>>>

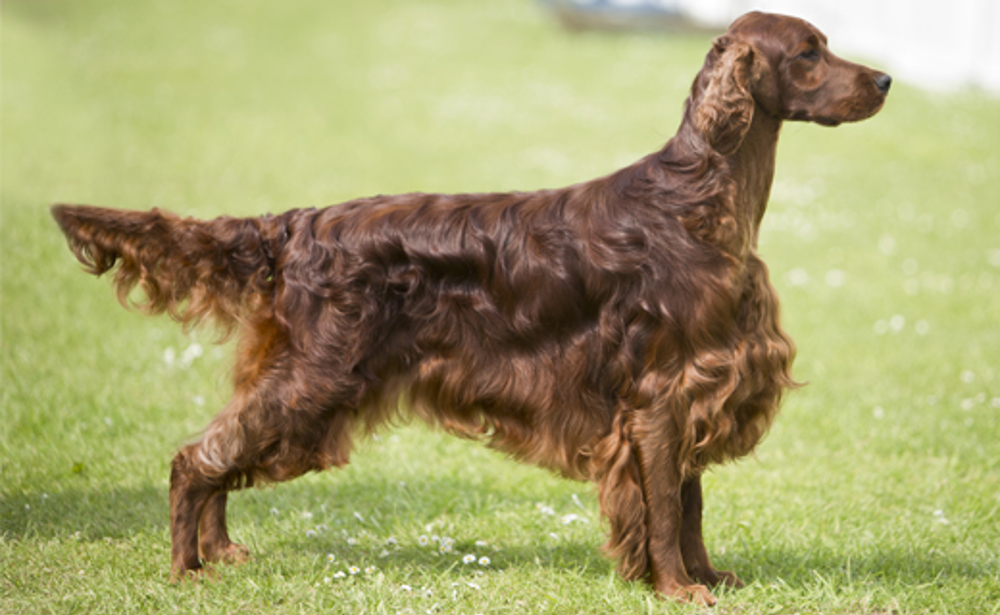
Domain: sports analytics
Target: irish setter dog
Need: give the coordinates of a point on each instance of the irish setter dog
(621, 330)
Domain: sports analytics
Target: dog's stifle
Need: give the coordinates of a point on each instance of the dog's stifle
(622, 330)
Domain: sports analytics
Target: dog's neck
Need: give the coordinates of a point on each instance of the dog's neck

<<<

** Objective **
Return every line of the entries above word for word, leaving the picture out.

** Solution for this problem **
Domain: sports analytics
Target: irish setter dog
Need: give the coordinates of a point on each instance of the irish setter dog
(621, 330)
Domain: sports analytics
Target: dog's stifle
Need: give the coordinates of a point on each instance of the dog's stifle
(622, 330)
Domain: sports analytics
Target: dog's neck
Need: give the coordinates of a point on each instance of the dog's neck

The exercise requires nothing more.